The data:
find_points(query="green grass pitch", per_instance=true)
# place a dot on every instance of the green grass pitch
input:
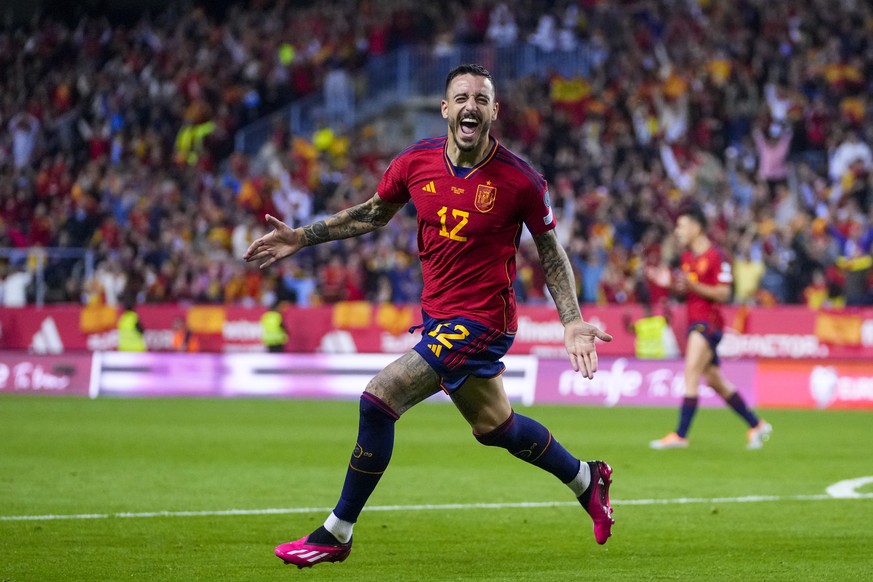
(143, 490)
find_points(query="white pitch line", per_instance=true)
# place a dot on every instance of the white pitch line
(447, 506)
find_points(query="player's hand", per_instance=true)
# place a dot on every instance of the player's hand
(579, 337)
(281, 242)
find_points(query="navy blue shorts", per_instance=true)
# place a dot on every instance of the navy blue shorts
(713, 337)
(458, 348)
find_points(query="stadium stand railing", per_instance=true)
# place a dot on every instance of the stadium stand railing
(388, 80)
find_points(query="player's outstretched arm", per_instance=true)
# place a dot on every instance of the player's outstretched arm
(579, 335)
(283, 241)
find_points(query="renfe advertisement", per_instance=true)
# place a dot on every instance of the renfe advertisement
(781, 332)
(832, 384)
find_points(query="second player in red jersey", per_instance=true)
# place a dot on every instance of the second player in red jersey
(710, 267)
(705, 280)
(469, 225)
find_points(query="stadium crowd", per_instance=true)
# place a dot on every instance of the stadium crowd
(119, 138)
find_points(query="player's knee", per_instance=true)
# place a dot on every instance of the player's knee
(375, 410)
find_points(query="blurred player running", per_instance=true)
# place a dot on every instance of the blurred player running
(705, 280)
(472, 196)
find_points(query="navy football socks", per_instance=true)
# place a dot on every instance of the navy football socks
(686, 415)
(739, 405)
(370, 457)
(530, 441)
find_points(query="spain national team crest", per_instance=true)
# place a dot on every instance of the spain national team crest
(485, 197)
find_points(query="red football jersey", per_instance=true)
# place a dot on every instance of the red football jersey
(710, 268)
(469, 226)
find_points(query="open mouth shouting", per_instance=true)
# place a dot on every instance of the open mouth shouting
(468, 130)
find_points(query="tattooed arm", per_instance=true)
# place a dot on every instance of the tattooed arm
(579, 335)
(283, 241)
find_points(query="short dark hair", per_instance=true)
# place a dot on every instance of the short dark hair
(468, 69)
(695, 213)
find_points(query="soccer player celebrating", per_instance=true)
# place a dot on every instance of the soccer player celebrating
(472, 196)
(705, 280)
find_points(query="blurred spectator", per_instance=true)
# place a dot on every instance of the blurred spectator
(123, 143)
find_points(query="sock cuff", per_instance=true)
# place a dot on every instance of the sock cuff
(378, 404)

What the task requires:
From the records above, copy each line in which the string "green" occurs.

Task response:
find_points(query="green grass pitch", per_instance=true)
# place a dot on every instance of the green grass pitch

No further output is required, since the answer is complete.